◆ What you will do: Any picture must be dropped, but each line of the data should be duplicated exactly.
### Extracted entries ###
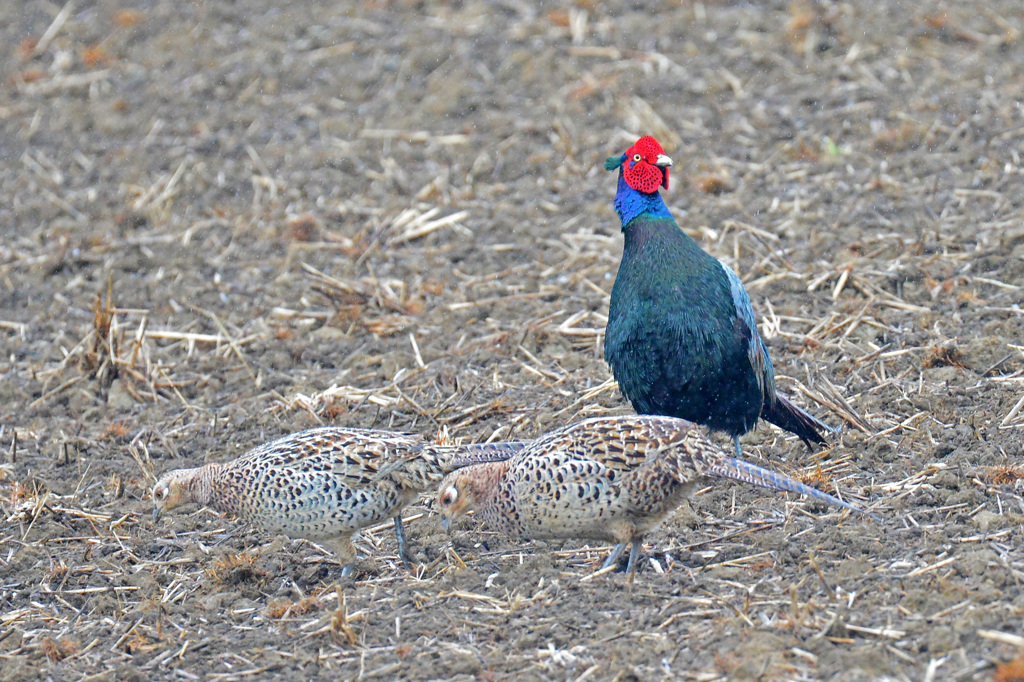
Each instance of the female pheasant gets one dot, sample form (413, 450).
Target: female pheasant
(610, 479)
(681, 338)
(324, 483)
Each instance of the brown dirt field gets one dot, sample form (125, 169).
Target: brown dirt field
(394, 215)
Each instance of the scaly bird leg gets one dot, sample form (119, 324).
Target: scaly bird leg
(635, 553)
(613, 557)
(399, 531)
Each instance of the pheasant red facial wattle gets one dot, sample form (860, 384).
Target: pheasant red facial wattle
(642, 169)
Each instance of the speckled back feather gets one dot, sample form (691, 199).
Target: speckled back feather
(324, 482)
(605, 478)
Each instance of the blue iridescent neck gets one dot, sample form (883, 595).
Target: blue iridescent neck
(630, 203)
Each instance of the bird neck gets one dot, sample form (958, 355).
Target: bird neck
(631, 204)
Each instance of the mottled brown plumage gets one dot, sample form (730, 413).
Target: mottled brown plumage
(608, 479)
(324, 483)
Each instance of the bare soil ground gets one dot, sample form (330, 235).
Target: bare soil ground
(225, 221)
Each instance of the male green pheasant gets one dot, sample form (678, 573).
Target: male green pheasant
(681, 338)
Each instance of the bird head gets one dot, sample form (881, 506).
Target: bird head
(456, 496)
(645, 166)
(173, 489)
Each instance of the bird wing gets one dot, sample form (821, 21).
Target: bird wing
(619, 444)
(586, 476)
(354, 456)
(757, 352)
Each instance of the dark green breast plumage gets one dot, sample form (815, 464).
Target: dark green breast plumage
(674, 340)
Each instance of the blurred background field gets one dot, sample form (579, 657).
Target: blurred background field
(226, 221)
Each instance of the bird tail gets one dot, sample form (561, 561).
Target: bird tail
(735, 469)
(785, 415)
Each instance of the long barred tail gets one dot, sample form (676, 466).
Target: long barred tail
(787, 416)
(751, 473)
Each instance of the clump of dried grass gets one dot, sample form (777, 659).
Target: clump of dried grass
(58, 649)
(237, 569)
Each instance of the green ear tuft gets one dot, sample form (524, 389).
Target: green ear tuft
(611, 163)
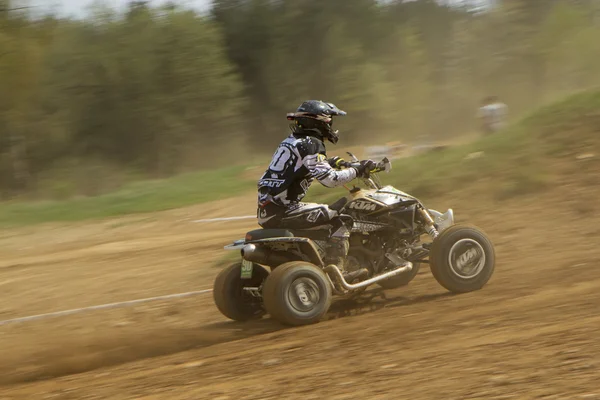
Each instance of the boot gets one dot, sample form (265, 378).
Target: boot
(337, 252)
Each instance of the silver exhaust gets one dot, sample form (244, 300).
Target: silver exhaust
(347, 286)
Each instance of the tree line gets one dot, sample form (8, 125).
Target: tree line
(155, 91)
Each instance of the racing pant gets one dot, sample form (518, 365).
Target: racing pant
(310, 216)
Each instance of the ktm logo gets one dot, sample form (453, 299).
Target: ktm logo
(363, 205)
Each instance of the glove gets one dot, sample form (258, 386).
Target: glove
(338, 162)
(363, 168)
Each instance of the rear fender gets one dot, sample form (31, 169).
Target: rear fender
(306, 246)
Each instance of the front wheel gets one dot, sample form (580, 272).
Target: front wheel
(297, 293)
(230, 297)
(462, 259)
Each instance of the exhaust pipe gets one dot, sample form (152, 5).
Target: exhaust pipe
(340, 278)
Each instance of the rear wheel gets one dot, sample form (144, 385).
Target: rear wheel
(462, 259)
(230, 297)
(297, 293)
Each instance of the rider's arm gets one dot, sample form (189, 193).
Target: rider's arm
(320, 169)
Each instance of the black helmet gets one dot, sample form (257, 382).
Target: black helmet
(315, 118)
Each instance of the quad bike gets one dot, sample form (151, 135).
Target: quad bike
(282, 272)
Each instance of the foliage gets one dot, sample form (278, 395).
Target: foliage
(158, 91)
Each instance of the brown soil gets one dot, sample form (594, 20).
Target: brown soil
(532, 332)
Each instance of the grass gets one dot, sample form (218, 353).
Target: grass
(138, 197)
(523, 159)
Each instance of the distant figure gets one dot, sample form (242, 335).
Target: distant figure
(493, 114)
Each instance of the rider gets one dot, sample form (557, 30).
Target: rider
(298, 160)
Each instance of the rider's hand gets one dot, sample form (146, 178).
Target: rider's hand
(338, 162)
(364, 167)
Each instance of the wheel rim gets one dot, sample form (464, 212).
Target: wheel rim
(466, 258)
(303, 294)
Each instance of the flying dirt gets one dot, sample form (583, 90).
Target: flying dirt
(531, 333)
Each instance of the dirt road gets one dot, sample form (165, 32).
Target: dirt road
(533, 332)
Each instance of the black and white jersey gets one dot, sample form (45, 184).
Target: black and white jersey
(296, 163)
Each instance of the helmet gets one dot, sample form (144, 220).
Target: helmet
(315, 118)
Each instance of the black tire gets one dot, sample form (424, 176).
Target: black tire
(446, 250)
(285, 305)
(229, 296)
(400, 280)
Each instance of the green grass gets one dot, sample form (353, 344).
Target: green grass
(139, 197)
(523, 159)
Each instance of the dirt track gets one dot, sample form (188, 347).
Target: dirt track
(533, 332)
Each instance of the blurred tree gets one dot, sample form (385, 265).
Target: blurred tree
(162, 89)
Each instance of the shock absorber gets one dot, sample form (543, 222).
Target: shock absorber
(429, 223)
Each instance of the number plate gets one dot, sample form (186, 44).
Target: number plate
(246, 270)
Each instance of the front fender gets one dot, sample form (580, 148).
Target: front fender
(442, 221)
(306, 246)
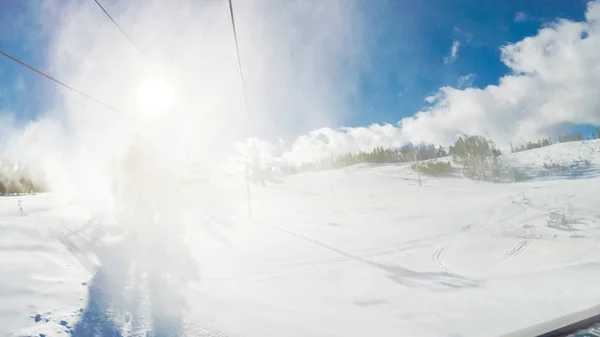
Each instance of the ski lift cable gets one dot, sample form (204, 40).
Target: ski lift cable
(119, 27)
(237, 50)
(62, 83)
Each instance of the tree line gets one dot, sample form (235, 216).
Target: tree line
(477, 155)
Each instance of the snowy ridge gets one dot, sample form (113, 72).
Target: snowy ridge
(362, 251)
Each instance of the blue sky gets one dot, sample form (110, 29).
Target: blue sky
(415, 37)
(409, 51)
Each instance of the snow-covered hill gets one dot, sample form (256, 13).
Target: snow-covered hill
(362, 251)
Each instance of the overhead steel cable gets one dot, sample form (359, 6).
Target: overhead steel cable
(237, 50)
(62, 83)
(119, 27)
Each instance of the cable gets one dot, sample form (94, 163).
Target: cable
(121, 29)
(237, 50)
(61, 83)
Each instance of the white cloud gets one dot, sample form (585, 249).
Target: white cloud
(297, 78)
(521, 17)
(453, 52)
(555, 78)
(553, 81)
(430, 99)
(465, 81)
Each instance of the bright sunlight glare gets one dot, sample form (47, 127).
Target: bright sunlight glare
(155, 96)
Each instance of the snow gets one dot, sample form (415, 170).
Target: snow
(362, 251)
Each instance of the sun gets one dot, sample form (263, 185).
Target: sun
(155, 96)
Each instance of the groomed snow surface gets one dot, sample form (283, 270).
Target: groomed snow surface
(362, 251)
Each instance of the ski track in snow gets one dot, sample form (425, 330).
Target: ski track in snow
(518, 249)
(438, 258)
(338, 253)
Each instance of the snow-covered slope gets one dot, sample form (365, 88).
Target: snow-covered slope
(361, 252)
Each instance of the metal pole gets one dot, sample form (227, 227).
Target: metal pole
(417, 166)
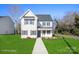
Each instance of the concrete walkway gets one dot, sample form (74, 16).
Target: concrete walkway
(39, 47)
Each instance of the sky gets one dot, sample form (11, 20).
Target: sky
(55, 10)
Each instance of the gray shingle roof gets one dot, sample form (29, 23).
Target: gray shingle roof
(44, 17)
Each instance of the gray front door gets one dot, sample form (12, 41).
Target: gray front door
(39, 33)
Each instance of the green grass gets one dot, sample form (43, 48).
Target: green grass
(13, 44)
(59, 46)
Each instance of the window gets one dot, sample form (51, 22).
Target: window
(44, 32)
(26, 21)
(44, 23)
(31, 21)
(24, 32)
(48, 23)
(48, 32)
(33, 32)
###
◆ Written response:
Each instance of the female pheasant gets one dot, sample form (413, 450).
Target: female pheasant
(610, 479)
(681, 338)
(324, 483)
Each instance of the brown dirt field gets one dot, sample form (125, 169).
Target: brown dirt field
(394, 215)
Each instance of the scaly bird leg gets one dot, sample form (119, 324).
Target: scaly bird leg
(635, 553)
(613, 557)
(399, 531)
Each instance of the pheasant red facial wattle gets one dot, sample form (860, 384).
Target: pheasant red facial wattle
(642, 169)
Each instance of the speckled back feather gets one dot, sample form (691, 199).
Target: speckled back feather
(324, 482)
(605, 478)
Each instance of the blue iridescent neck gets one dot, sample form (883, 595).
Target: blue iridescent neck
(630, 203)
Each instance of the bird neck gets one dot, sample form (958, 355).
Target: bird neck
(631, 204)
Each instance of the mottled brown plumage gets one dot, sample form (730, 413).
Target: mottled brown plumage
(608, 479)
(324, 483)
Each instance of the bare soil ground gets one dot, sample form (330, 235).
Target: bare soil ground
(225, 221)
Each instance of the male green pheasant gets one dot, sample form (678, 573).
Target: male green pheasant
(681, 338)
Each instance of the bird head gets one dot, sample form (881, 506).
Target: bird head
(456, 496)
(645, 166)
(173, 489)
Each instance of the bird wing gets one dot, sample form (821, 21).
Target: bird wing
(619, 444)
(586, 476)
(354, 456)
(757, 352)
Each instance of the dark green breast plumage gets one dot, sample form (815, 464).
Target: dark green breast plumage
(674, 340)
Each instance of the blurred background field gets one dot, sample form (579, 657).
Target: blurred background field
(226, 221)
Each instance of the bird tail gets one dot, sample form (561, 561).
Target: bird tail
(735, 469)
(785, 415)
Each instance of the long barred tail gets one dot, sample form (676, 466).
Target: long barred tail
(787, 416)
(751, 473)
Each instance of the clump of dried grass gets one dot, sample form (777, 659).
Target: clump of dried grass
(58, 649)
(237, 569)
Each instance of the green ear tuft gets one dot, sample form (524, 389).
Target: green ear tuft
(611, 163)
Each instance of the boot gets one dot, sample form (265, 378).
Target: boot
(337, 252)
Each instance of the silver exhaust gets one dot, sample form (244, 300).
Target: silver exhaust
(347, 286)
Each instance of the tree line gets one dot, sample form (8, 125).
Target: tree line
(155, 91)
Each instance of the racing pant gets one dot, sample form (518, 365).
Target: racing pant
(310, 216)
Each instance of the ktm logo gets one dot, sample form (453, 299).
Target: ktm logo
(363, 205)
Each instance of the glove gets one dot, sample form (258, 386).
Target: glove
(338, 162)
(363, 168)
Each instance of the rear fender gets one dot, sample form (31, 169).
Target: rear fender
(306, 246)
Each instance of the front wheel gets one dot, sample form (580, 272).
Target: front wheel
(297, 293)
(230, 297)
(462, 259)
Each instance of the exhaust pipe gets one dot, sample form (152, 5).
Target: exhaust pipe
(340, 278)
Each instance of the rear wheel gets one dot, sample form (144, 385).
Target: rear wheel
(462, 259)
(230, 297)
(297, 293)
Each instance of the rider's arm gets one dot, sample form (189, 193).
Target: rider's arm
(320, 169)
Each instance of the black helmet gets one dot, sample form (257, 382).
Target: black helmet
(315, 118)
Each instance of the quad bike gets one dot, sample form (151, 135).
Target: quad bike
(282, 272)
Each instance of the foliage gets one dot, sample form (278, 395).
Target: foliage
(158, 91)
Each instance of the brown soil gets one dot, sample form (594, 20).
Target: brown soil
(532, 332)
Each instance of the grass gets one dot, sample form (218, 353).
Target: grass
(138, 197)
(523, 159)
Each instance of the distant figure gets one dot, sample form (242, 335).
Target: distant figure
(493, 114)
Each instance of the rider gets one dot, sample form (557, 30).
Target: rider
(298, 160)
Each instance of the rider's hand gets one dot, sample form (146, 178).
Target: rider's hand
(338, 162)
(364, 167)
Each instance of the wheel rim gets one dot, sample form (464, 212).
Target: wheel rim
(466, 258)
(303, 294)
Each instance of the flying dirt gets one dot, sample form (583, 90).
Target: flying dirt
(531, 333)
Each instance of the dirt road gets one dot, sample form (165, 32).
Target: dirt road
(533, 332)
Each instance of the black and white jersey gets one dot, sample form (45, 184).
Target: black and white jersey
(296, 163)
Each instance of the helmet gets one dot, sample form (144, 220).
Target: helmet
(315, 118)
Each instance of the black tire gets one dot, sample form (424, 176).
Target: black tire
(446, 250)
(285, 305)
(229, 296)
(400, 280)
Each instance of the green grass gets one dot, sample form (353, 344).
Target: green grass
(139, 197)
(523, 159)
Each instance of the dirt track gets one dot, sample form (188, 347).
Target: dirt track
(533, 332)
Each instance of the blurred tree gets one dot, sample form (385, 265).
Target: blurred tree
(162, 89)
Each instance of the shock absorber gets one dot, sample form (543, 222).
Target: shock absorber
(429, 223)
Each instance of the number plate gets one dot, sample form (186, 44).
Target: number plate
(246, 270)
Each instance of the front fender gets one dot, sample form (580, 148).
Target: front fender
(442, 221)
(306, 246)
Each instance of the ski lift cable gets one dot, sample form (204, 40).
Target: ski lift cable
(119, 27)
(237, 50)
(62, 83)
Each instance of the tree line gets one dot, sample form (235, 216).
Target: tree line
(477, 155)
Each instance of the snowy ridge gets one dot, sample form (113, 72).
Target: snowy ridge
(362, 251)
Each instance of the blue sky gets one dot, sample form (110, 29).
Target: blue sky
(415, 37)
(409, 51)
Each instance of the snow-covered hill gets one dot, sample form (256, 13).
Target: snow-covered hill
(362, 251)
Each instance of the overhead steel cable gets one dot, sample form (359, 6).
Target: overhead steel cable
(237, 50)
(62, 83)
(119, 27)
Each instance of the cable gets one dot, sample form (94, 163).
Target: cable
(121, 29)
(237, 50)
(61, 83)
Each instance of the white cloud gets one dot, sample form (585, 249).
Target: white cloud
(297, 78)
(521, 17)
(453, 52)
(555, 78)
(553, 81)
(430, 99)
(465, 81)
Each instance of the bright sunlight glare gets one dot, sample form (47, 127).
Target: bright sunlight glare
(155, 96)
Each instance of the snow gets one dot, sample form (415, 170).
Target: snow
(362, 251)
Each instance of the sun gets one dot, sample form (263, 185).
Target: sun
(155, 96)
Each instance of the groomed snow surface gets one dot, sample form (283, 270).
Target: groomed snow surface
(362, 251)
Each instance of the ski track in snow gets one dot, sample form (425, 330).
Target: ski track in snow
(518, 249)
(438, 258)
(338, 253)
Each instance of the snow-covered slope gets one dot, sample form (365, 88).
Target: snow-covered slope
(361, 252)
Each instance of the metal pole gets one dot, sample form (227, 227).
Target: metal pole
(417, 166)
Each instance of the concrete walkway gets one dot, sample form (74, 16).
Target: concrete walkway
(39, 47)
Each instance of the sky gets one dot, sample form (11, 20).
Target: sky
(55, 10)
Each instance of the gray shingle roof gets one dot, sample form (29, 23).
Target: gray shingle roof
(44, 17)
Each instance of the gray front door gets one dot, sample form (12, 41).
Target: gray front door
(39, 33)
Each instance of the green grass gets one dot, sample form (43, 48).
Target: green grass
(13, 44)
(59, 46)
Each instance of the window gets one dot, sample form (51, 22).
Target: window
(44, 32)
(26, 21)
(44, 23)
(31, 21)
(24, 32)
(48, 23)
(48, 32)
(33, 32)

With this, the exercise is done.